Task to complete:
All entries below must be retyped exactly, though pictures are to be skipped.

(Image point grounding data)

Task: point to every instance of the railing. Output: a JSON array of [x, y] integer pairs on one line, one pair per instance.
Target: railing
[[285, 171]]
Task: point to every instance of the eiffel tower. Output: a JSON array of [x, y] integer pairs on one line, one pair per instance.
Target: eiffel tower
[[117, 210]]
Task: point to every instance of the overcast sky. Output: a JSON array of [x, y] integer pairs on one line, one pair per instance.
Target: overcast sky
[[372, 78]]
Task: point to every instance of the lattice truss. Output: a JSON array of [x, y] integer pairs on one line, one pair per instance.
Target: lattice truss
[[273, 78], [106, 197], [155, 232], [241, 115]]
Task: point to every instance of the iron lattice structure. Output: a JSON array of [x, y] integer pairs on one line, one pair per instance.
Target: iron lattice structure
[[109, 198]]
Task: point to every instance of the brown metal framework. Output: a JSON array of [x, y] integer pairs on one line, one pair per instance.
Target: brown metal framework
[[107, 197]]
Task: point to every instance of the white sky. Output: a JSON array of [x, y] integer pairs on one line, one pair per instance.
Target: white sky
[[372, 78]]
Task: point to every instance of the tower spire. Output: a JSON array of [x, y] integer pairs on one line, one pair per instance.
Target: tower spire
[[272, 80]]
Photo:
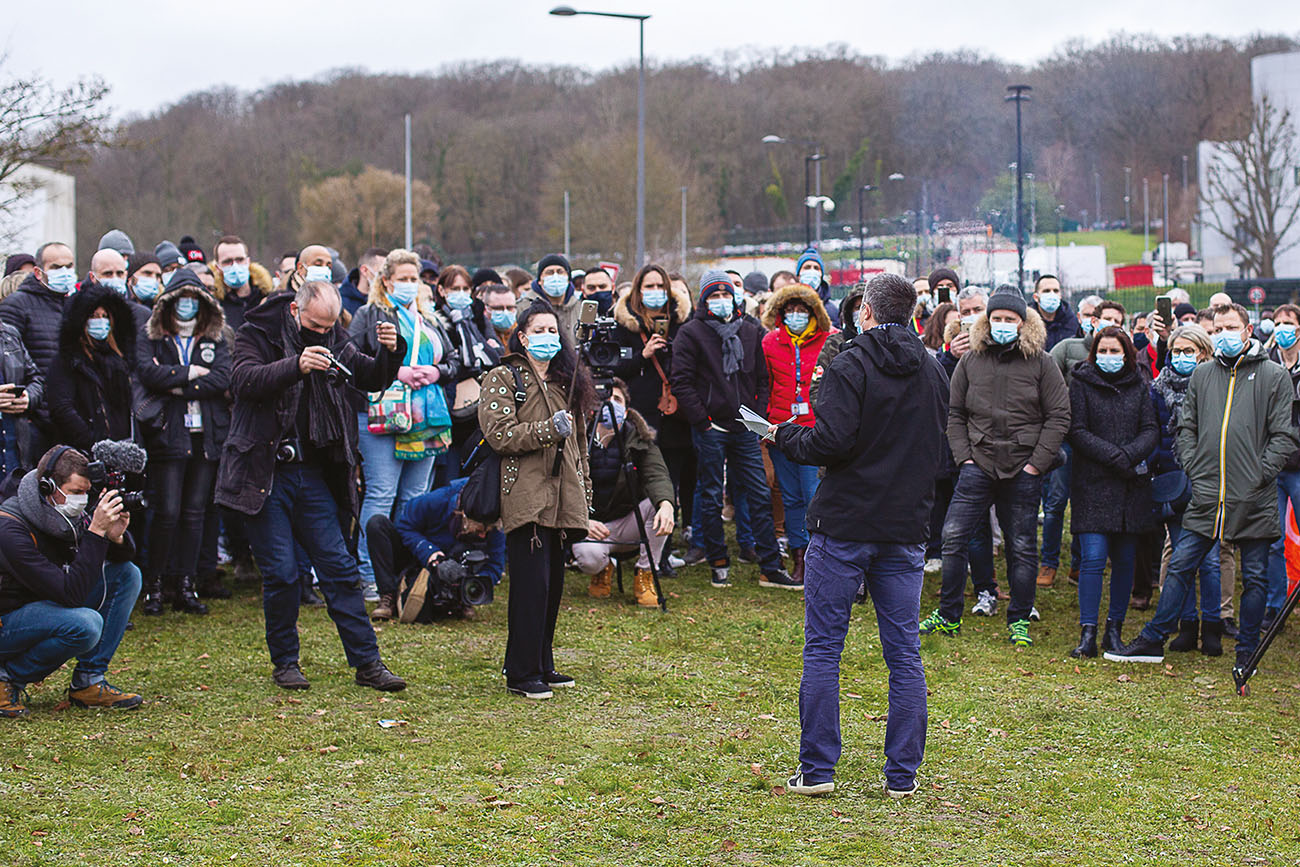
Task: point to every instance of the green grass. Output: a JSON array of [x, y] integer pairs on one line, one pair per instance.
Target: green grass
[[670, 751]]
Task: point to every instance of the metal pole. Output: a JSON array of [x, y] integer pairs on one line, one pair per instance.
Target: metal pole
[[410, 234]]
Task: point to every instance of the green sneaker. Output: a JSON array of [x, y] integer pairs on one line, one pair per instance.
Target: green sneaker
[[939, 623]]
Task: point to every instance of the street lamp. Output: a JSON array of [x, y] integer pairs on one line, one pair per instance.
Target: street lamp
[[1019, 94], [568, 12]]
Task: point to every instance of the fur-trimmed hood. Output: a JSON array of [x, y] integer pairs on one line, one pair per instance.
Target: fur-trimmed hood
[[79, 308], [1034, 336], [258, 276], [209, 323], [679, 310], [783, 297]]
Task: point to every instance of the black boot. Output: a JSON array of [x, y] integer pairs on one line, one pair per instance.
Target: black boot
[[185, 599], [1212, 637], [1186, 640], [1087, 642], [1113, 637]]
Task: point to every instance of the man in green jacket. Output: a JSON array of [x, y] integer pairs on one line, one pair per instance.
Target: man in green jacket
[[1234, 437]]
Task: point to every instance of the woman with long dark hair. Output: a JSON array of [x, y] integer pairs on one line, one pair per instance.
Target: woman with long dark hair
[[545, 484]]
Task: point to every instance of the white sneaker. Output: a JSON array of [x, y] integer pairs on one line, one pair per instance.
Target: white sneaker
[[987, 605]]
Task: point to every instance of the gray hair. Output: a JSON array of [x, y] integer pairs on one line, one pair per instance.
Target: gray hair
[[892, 298]]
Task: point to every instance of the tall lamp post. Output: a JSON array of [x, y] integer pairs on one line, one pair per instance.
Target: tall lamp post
[[1019, 94], [641, 118]]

Solution to the problem:
Task: point to every instance of the railing. Output: a JSON array of [x, y] integer pairs on one line, one pair per instance.
Target: railing
[[285, 171]]
Task: point to every instance of the eiffel tower. Output: a JSON array of [x, y] integer pairs on one line, one pair per instance.
Target: eiffel tower
[[117, 210]]
Task: point to every instance of the overcast sky. Output: a JSON array of [x, y] integer pairs on one line, one pair per instance.
Target: overcast sky
[[372, 78]]
Task: point to every instance of the lattice truss. Output: a JSON array of [x, y] integer pairs on one line, one pair per instance.
Target: lattice truss
[[273, 78], [106, 197], [155, 232], [241, 115]]
Task: point to every instance of the iron lattice structure. Output: a JSON array of [x, y] integer pairs on one line, one pair per instance.
Target: iron lattice structure
[[109, 198]]
Task: point to every instance of the brown metal framework. Output: a JSON array of [x, y] integer pairs on one line, one pair per instance.
Target: brown metal framework
[[107, 197]]
Task: point to every instance of the white sky. Output: a JSON array of [x, y] integer pairs on one line, one pair per instance.
Target: white sky
[[372, 78]]
Task: point to every instance of the tower spire. Output: a JSON array of [x, y] integer pairs on one line, one pair per instance.
Target: tower spire
[[272, 80]]
Photo:
Task: point to every instance of the green grass. Output: a JSON array of [x, y] integer pairs on one line, one pair per instance.
Target: green grass
[[670, 751]]
Task: point to every instance of the metal pole. Output: a JSON array of [x, y] integer pairs on one line, one pair per instance.
Target: metal pole
[[410, 234]]
Task: point to every instance of the green sneaker. Output: a JSON array of [x, y] integer pairs on one line, one pair per instance.
Target: green sneaker
[[939, 623]]
Task: point to every instance of the street lamp. Output: a JSON array of [x, y] integer pairs on one line, one pair per instance.
Target: street lamp
[[1019, 94], [568, 12]]
Task: point to every instance of the fur-trimmed hood. Output: a JSON array of [x, y] integer pairs on one line, one pair per instance.
Target: fur-trimmed hood
[[79, 308], [1034, 336], [258, 276], [209, 323], [679, 310], [783, 297]]
Task: point to every instance of the black boot. Output: a JSON array of [x, y] integer pairs on one line, one pair per instance.
Target: black boot
[[185, 599], [1212, 637], [1186, 640], [1087, 642], [1113, 637]]
Task: point to every instance of the man in green jacket. Output: a JSON array of [x, y] integer pairs on one line, one pair per instance.
Target: man in green jacket
[[1234, 437]]
Task: point to every instance of the woman with long dark hair. Output: a JSON array of [x, y] integer pairs on one line, one pair per instance.
Target: woman with long dark hair
[[545, 484]]
Task: point to every instance of the white sneaker. Output: a JSON array of [x, y] integer pairs on one line, one pair per instance.
Target: white sneaker
[[987, 605]]
Task: point to every instance of the gray hair. Output: a JSON array of [x, y] integer pairs on one line, one pair per instance.
Target: gray hair
[[892, 298]]
Task: point to every instance of the tall lamp post. Output: a JSON array of [x, y] integer pairs on one line, one pair per instance.
Target: tall lamp post
[[1019, 94], [641, 118]]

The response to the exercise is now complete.